Exercise materials Block Start

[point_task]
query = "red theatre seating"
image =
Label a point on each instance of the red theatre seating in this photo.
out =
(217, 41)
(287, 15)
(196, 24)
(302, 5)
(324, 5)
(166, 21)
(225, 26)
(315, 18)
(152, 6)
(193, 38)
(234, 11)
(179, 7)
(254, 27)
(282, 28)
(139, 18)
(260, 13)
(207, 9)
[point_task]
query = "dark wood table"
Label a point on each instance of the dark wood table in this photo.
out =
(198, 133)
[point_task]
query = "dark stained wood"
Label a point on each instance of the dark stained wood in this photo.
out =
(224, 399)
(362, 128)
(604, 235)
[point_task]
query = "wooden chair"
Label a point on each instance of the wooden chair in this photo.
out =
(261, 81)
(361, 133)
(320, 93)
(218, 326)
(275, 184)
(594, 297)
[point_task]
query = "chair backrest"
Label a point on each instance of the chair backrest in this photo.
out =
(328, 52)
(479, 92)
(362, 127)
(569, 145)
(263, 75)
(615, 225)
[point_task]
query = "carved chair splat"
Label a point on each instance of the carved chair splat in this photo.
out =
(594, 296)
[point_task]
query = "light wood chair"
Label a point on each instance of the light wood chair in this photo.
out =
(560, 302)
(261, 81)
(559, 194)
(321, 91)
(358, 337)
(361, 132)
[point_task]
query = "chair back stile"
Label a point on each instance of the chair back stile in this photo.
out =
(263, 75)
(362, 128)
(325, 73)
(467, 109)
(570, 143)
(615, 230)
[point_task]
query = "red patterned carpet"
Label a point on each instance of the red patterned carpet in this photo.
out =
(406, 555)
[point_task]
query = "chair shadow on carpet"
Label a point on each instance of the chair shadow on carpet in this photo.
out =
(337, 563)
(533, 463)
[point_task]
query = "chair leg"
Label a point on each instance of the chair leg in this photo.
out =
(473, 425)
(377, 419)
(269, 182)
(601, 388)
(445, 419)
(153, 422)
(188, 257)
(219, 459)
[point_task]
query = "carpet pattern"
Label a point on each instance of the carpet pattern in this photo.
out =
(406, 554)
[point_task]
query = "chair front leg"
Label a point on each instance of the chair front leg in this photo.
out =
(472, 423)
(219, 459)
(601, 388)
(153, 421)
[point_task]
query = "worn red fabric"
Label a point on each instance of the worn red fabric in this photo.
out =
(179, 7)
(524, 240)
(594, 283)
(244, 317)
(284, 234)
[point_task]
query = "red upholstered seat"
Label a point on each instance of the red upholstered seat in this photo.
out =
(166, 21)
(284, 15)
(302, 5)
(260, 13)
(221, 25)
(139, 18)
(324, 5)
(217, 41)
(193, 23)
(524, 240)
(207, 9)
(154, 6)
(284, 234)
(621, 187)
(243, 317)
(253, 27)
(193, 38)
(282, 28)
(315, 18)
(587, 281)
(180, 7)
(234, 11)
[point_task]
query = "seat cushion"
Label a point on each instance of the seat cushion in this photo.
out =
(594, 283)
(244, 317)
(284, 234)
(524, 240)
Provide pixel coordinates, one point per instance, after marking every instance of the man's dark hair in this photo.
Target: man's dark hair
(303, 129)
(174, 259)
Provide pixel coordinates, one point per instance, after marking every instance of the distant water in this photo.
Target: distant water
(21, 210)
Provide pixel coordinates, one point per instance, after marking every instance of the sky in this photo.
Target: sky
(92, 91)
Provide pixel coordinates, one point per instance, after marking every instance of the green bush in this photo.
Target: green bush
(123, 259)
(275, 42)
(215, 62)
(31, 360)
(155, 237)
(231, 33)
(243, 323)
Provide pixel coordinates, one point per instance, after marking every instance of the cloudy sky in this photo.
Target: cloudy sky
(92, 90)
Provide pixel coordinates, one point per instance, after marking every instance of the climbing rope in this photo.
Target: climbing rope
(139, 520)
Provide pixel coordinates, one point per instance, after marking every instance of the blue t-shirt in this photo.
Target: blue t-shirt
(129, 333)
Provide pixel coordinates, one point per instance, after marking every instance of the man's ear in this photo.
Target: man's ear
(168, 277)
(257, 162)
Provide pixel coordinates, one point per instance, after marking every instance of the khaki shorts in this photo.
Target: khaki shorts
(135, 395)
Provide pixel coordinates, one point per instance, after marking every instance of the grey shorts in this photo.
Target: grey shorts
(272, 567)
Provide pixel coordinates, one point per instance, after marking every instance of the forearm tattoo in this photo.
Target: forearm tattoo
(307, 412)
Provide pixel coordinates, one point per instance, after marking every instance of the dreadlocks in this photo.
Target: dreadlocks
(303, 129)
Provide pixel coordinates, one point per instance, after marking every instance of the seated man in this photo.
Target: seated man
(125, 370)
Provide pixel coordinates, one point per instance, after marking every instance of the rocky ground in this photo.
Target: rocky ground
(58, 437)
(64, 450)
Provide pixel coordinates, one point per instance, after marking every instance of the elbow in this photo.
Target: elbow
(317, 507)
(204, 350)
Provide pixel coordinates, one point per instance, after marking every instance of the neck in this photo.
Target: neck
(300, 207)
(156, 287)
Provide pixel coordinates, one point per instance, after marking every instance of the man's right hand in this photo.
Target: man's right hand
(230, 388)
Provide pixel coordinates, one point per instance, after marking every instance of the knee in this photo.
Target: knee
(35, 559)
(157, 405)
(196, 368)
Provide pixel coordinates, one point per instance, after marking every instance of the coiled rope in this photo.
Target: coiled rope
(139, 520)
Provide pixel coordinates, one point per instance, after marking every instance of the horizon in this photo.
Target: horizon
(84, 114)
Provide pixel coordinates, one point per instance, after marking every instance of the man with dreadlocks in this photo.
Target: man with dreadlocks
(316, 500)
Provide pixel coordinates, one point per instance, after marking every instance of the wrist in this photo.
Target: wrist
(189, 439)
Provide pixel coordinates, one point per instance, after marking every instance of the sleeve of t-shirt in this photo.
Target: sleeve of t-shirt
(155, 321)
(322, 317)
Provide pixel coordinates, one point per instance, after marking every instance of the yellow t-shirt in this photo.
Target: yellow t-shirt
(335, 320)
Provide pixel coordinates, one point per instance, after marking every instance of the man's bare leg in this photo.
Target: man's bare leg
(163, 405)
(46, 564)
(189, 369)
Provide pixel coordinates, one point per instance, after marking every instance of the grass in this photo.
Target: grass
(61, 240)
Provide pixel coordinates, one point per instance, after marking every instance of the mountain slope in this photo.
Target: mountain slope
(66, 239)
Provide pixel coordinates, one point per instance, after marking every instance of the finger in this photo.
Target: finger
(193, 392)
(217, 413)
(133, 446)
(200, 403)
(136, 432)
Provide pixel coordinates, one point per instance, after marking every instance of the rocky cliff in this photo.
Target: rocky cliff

Exercise materials Block End

_Exercise requirements_
Your output should consist only of the lines from the one containing "cliff in this photo." to the end of the records above, each retyped exactly.

_Result of the exercise_
Provide pixel coordinates, one point per instance, after marking every instance of the rocky cliff in this photo.
Target: rocky cliff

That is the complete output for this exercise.